Data items:
────────────────

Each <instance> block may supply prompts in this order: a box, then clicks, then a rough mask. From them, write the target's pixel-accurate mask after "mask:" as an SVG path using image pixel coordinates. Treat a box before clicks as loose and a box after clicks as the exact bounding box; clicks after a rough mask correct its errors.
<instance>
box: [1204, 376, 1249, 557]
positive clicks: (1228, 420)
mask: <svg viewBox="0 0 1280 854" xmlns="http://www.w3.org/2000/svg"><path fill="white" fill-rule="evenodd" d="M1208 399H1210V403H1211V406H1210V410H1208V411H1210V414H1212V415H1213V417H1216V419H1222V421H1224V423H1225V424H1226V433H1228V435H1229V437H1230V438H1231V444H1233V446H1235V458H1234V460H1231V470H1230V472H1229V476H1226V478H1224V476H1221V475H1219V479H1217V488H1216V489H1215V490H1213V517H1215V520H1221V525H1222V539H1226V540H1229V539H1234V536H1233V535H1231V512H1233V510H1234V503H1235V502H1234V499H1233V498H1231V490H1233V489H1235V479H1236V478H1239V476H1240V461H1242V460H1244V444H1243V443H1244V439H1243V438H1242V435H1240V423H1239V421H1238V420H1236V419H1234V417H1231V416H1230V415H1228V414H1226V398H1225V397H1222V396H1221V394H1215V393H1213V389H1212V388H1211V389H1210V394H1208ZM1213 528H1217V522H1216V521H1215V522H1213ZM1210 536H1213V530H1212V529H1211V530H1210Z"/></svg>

────────────────

Give every line of the data items above as a Markdown table with the columns "Row" and "Line," numbering each row and omitting blank lines.

ANSWER TO THE EXERCISE:
| Row | Line |
|---|---|
| 1 | Each <instance> block may supply prompts in this order: a box, then clicks, then a rough mask. From them, write the target's pixel-accurate mask after "mask:" as an SVG path using image pixel coordinates. Treat a box before clicks as loose and a box after clicks as the exact bounding box; clicks after a rough mask correct its errors. |
| 2 | <instance> |
| 3 | box: [1204, 376, 1249, 557] |
| 4 | positive clicks: (1228, 420) |
| 5 | mask: <svg viewBox="0 0 1280 854" xmlns="http://www.w3.org/2000/svg"><path fill="white" fill-rule="evenodd" d="M1208 399H1210V403H1211V406H1210V410H1208V411H1210V414H1212V415H1213V417H1216V419H1222V421H1224V423H1225V424H1226V433H1228V435H1229V437H1230V438H1231V444H1233V446H1235V458H1234V460H1231V470H1230V472H1229V476H1226V478H1224V476H1221V475H1219V479H1217V488H1216V489H1215V490H1213V517H1215V520H1221V525H1222V539H1226V540H1229V539H1234V536H1233V535H1231V512H1233V510H1234V503H1235V502H1234V499H1233V498H1231V490H1233V489H1235V479H1236V478H1239V476H1240V461H1242V460H1244V444H1243V443H1244V439H1243V438H1242V435H1240V423H1239V421H1238V420H1236V419H1234V417H1231V416H1230V415H1228V414H1226V398H1225V397H1222V396H1221V394H1215V393H1213V389H1212V388H1211V389H1210V394H1208ZM1213 528H1217V522H1216V521H1215V522H1213ZM1210 536H1213V530H1212V529H1211V530H1210Z"/></svg> |